┌─ Extrait de page

8288. — À M. LE MARÉCHAL DUC DE RICHELIEU.
20 mai.

Si mon héros ne peut deviner comment cette pétaudière se terminera, il n’y a pas d’apparence qu’un vieil aveugle entrevoie ce que le vice-roi d’Aquitaine ne voit point. Je juge seulement, à vue de pays, que notre nation a été toujours légère, quelquefois très-cruelle ; qu’elle n’a jamais su se gouverner par elle-même, et qu’elle n’est pas trop digne d’être libre. J’ajouterai encore que j’aimerais mieux, malgré mon goût extrême pour la liberté, vivre sous la patte d’un lion que d’être continuellement exposé aux dents d’un millier de rats mes confrères.

On m’envoie une seconde édition beaucoup plus ample de la brochure des Peuples aux parlements[1]. Monseigneur voudra bien que je lui en fasse part. Elle produit quelque effet dans la province ; ce n’est pas une raison pour qu’elle réussisse à Paris : cependant tous les faits en sont vrais.

Je sais très-bon gré à l’auteur d’avoir donné hardiment tant d’éloges à M. le duc de Choiseul ; il a les plus grandes obligations à ce ministre.

M. le duc de Choiseul a favorisé sa colonie, a fait donner des priviléges étonnants à sa petite terre ; il lui a accordé sur-le-champ toutes les grâces que ce solitaire lui a demandées pour les autres : places, argent, privilèges, rien ne lui a coûté ; et la dernière grâce qu’il a signée a été une patente de brigadier pour un des neveux[2] du solitaire. Il serait donc le plus ingrat et le plus indigne de tous les hommes, s’il n’avait pas une reconnaissance proportionnée à tant de bienfaits. Malheur à celui qui le condamnerait d’avoir rempli son devoir ! Ce ne sera pas certainement mon héros qui conseillera l’ingratitude. Un brave chevalier peut être d’un parti différent d’un autre brave chevalier ; mais tous deux doivent se rendre justice. Je me trouve comme Atticus entre César et Pompée. Le solitaire n’a écouté que son cœur : il est intimement persuadé que l’ancien parlement de Paris avait autant de tort que du temps de la Fronde ; il ne peut d’ailleurs aimer ni les meurtres des Calas, ni ceux du pauvre Lally, ni ceux du chevalier de La Barre. Les jurisconsultes de l’Europe, et surtout le célèbre marquis Beccaria, n’ont jamais qualifié ces jugements que d’assassinats.

Le solitaire a dans le nouveau parlement un neveu, doyen des conseillers-clercs[3], qui pense entièrement comme lui.

Le solitaire se flatte que monsieur le chancelier, qui jusqu’à présent a très-approuvé ses sentiments et sa conduite, trouvera très-bon qu’en rendant gloire à la vérité il rende aussi ce qu’il doit à M. le duc de Choiseul.

└─
┌─ Matériel fourni

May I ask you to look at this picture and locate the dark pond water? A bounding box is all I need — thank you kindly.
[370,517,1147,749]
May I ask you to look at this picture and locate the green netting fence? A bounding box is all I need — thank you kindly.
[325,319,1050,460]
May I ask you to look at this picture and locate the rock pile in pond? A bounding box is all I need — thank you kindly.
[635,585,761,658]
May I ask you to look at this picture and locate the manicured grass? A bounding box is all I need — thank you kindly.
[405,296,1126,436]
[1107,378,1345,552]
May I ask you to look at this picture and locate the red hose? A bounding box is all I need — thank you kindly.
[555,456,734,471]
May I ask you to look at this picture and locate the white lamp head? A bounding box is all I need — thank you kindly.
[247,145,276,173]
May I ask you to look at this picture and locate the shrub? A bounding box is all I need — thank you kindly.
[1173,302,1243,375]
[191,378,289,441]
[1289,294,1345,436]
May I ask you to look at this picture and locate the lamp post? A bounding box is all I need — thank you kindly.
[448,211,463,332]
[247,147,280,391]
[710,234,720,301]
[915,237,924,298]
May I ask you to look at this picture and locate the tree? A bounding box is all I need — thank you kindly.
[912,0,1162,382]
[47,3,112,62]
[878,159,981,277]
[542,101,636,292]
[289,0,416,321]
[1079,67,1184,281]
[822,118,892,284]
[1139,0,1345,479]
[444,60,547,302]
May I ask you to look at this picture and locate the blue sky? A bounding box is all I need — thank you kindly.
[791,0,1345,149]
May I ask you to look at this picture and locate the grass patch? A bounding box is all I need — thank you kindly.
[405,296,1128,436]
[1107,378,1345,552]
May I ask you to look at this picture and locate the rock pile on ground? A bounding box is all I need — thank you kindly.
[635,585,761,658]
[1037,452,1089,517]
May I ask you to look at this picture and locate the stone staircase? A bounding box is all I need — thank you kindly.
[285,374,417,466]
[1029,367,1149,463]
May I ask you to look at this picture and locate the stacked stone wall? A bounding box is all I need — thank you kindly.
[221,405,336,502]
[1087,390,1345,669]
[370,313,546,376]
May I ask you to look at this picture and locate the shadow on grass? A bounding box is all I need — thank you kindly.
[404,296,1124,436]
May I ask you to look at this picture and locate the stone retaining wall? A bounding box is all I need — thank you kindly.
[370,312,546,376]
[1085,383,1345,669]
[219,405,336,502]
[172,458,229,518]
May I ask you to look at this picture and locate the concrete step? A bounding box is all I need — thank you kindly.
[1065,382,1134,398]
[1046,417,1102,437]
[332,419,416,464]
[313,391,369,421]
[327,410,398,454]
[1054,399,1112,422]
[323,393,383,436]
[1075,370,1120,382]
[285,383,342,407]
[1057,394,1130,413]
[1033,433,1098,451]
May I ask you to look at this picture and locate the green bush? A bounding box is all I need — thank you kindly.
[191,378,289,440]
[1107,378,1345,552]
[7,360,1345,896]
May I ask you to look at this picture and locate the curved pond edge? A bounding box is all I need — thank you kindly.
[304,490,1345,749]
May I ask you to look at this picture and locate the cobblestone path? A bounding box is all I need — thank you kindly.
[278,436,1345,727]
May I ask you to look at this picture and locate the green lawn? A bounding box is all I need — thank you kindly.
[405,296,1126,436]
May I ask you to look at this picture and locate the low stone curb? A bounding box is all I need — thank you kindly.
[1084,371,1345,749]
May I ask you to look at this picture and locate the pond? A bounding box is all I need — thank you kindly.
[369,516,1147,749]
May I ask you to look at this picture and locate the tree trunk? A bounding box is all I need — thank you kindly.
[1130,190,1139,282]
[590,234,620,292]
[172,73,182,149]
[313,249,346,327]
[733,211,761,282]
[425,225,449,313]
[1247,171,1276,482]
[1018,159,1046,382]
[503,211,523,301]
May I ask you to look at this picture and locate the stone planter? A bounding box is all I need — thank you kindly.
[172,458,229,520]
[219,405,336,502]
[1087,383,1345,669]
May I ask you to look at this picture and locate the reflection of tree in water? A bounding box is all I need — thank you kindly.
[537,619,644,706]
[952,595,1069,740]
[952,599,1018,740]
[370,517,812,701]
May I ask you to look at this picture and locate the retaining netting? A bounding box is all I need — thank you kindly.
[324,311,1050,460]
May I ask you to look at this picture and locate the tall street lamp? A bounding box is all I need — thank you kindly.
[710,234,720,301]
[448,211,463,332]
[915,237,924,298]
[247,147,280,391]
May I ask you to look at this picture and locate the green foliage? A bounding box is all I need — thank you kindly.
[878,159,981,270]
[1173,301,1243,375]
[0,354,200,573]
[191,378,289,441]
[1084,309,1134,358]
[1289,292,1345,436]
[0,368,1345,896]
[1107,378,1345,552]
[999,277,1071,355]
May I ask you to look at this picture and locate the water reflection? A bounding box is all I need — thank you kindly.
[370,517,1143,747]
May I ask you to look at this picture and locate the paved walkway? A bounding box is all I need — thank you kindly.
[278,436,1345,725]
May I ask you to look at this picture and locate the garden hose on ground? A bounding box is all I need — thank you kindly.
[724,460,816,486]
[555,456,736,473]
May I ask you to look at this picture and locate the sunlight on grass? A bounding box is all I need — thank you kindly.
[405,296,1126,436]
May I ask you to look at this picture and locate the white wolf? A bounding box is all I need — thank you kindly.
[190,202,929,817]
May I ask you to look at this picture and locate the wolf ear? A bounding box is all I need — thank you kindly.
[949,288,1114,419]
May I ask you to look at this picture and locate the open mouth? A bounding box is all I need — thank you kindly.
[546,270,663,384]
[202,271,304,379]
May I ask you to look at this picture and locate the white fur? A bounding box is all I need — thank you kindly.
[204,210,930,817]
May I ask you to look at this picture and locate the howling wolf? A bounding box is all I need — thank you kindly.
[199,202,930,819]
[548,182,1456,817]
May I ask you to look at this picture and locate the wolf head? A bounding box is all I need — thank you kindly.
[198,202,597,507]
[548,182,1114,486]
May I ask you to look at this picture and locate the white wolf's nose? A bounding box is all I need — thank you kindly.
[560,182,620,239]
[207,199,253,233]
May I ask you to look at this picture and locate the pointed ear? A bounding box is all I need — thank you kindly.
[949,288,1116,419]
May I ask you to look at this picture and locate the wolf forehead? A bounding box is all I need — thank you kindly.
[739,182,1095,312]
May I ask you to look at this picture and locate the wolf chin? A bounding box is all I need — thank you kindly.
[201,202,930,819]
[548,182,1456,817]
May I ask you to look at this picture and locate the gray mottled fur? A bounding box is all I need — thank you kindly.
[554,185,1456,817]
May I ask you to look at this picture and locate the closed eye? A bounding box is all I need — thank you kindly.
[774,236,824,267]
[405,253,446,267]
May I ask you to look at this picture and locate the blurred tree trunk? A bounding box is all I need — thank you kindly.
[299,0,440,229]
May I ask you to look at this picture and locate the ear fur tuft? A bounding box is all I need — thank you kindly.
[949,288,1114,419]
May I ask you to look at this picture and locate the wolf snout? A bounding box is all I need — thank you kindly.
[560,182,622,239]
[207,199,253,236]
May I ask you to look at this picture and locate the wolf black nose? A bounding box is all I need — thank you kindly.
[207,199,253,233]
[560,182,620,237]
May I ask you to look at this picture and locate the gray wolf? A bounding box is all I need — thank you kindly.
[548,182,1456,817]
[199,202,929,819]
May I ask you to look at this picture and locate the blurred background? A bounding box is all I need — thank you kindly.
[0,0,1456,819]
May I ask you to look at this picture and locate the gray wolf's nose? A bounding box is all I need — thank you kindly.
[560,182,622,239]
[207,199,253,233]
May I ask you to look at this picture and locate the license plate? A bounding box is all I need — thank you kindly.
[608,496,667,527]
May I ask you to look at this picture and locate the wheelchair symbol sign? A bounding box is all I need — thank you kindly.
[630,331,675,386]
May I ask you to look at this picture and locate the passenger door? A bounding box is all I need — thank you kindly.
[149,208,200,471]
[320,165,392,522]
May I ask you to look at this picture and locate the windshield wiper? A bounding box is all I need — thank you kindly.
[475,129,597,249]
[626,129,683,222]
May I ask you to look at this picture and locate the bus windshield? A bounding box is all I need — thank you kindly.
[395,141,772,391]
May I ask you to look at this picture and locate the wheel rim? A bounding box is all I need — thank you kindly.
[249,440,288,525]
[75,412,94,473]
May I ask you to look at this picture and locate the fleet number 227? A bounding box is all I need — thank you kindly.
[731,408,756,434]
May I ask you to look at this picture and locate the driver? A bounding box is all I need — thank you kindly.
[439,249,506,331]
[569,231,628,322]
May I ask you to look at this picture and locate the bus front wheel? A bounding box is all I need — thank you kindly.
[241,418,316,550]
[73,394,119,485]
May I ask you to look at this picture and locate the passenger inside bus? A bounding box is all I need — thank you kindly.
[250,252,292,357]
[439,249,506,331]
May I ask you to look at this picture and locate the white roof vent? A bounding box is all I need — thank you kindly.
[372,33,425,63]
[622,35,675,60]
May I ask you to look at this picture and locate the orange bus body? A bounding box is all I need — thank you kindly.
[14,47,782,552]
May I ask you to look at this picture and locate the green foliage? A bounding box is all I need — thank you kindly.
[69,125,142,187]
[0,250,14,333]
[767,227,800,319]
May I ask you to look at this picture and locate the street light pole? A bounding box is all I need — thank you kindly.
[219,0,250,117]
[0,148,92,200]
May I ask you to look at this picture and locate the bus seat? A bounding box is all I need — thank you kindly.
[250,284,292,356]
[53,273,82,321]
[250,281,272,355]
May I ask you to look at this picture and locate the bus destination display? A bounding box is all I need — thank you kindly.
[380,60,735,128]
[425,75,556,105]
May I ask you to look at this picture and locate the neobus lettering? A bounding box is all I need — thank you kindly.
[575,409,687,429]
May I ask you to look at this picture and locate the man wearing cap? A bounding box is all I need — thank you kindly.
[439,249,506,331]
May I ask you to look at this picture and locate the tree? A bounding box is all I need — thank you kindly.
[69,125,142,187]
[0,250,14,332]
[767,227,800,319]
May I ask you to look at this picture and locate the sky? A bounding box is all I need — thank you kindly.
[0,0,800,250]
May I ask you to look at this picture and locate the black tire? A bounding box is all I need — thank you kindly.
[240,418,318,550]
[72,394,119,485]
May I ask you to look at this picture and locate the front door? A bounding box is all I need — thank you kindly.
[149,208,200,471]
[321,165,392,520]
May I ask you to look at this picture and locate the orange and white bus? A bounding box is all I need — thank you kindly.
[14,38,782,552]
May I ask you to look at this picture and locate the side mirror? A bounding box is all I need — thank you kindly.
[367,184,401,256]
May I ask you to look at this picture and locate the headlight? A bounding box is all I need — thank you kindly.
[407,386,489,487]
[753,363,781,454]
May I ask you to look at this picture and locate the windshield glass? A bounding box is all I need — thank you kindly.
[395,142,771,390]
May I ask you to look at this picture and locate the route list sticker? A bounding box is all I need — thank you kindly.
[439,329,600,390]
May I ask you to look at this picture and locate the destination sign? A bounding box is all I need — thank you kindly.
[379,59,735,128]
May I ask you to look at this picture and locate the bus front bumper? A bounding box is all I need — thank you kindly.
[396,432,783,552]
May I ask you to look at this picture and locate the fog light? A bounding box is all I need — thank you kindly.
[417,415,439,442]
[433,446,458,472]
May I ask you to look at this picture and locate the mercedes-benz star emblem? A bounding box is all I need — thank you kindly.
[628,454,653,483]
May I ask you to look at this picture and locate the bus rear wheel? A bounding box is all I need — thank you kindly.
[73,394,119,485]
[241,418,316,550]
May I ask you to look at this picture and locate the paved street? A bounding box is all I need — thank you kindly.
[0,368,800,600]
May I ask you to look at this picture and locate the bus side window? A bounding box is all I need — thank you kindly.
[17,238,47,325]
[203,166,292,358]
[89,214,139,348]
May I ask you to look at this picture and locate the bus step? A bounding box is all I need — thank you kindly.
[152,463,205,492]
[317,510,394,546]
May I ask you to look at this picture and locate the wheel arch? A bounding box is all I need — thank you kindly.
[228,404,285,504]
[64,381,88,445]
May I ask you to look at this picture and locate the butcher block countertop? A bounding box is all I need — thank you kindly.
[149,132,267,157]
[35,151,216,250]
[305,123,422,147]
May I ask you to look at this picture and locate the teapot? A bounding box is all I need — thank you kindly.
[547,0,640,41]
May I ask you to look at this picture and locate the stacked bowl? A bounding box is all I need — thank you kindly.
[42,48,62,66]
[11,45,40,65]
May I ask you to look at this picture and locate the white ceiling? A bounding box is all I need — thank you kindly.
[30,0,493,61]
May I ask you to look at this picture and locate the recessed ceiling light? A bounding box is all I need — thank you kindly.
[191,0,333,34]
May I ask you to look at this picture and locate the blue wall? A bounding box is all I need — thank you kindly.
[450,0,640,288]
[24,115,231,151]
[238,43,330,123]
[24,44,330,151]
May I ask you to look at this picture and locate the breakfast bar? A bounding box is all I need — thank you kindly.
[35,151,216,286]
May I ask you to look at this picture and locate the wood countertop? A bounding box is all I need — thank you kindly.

└─

Consigne
Recopiez le passage de la lettre au duc de Richelieu compris entre « 8288. — À M. LE » et « rats mes confrères. », inclus, en substituant « tigre » à « lion ». Ce matériel n’est pas nécessaire.

Résultat
8288. — À M. LE MARÉCHAL DUC DE RICHELIEU.
20 mai.

Si mon héros ne peut deviner comment cette pétaudière se terminera, il n’y a pas d’apparence qu’un vieil aveugle entrevoie ce que le vice-roi d’Aquitaine ne voit point. Je juge seulement, à vue de pays, que notre nation a été toujours légère, quelquefois très-cruelle ; qu’elle n’a jamais su se gouverner par elle-même, et qu’elle n’est pas trop digne d’être libre. J’ajouterai encore que j’aimerais mieux, malgré mon goût extrême pour la liberté, vivre sous la patte d’un tigre que d’être continuellement exposé aux dents d’un millier de rats mes confrères.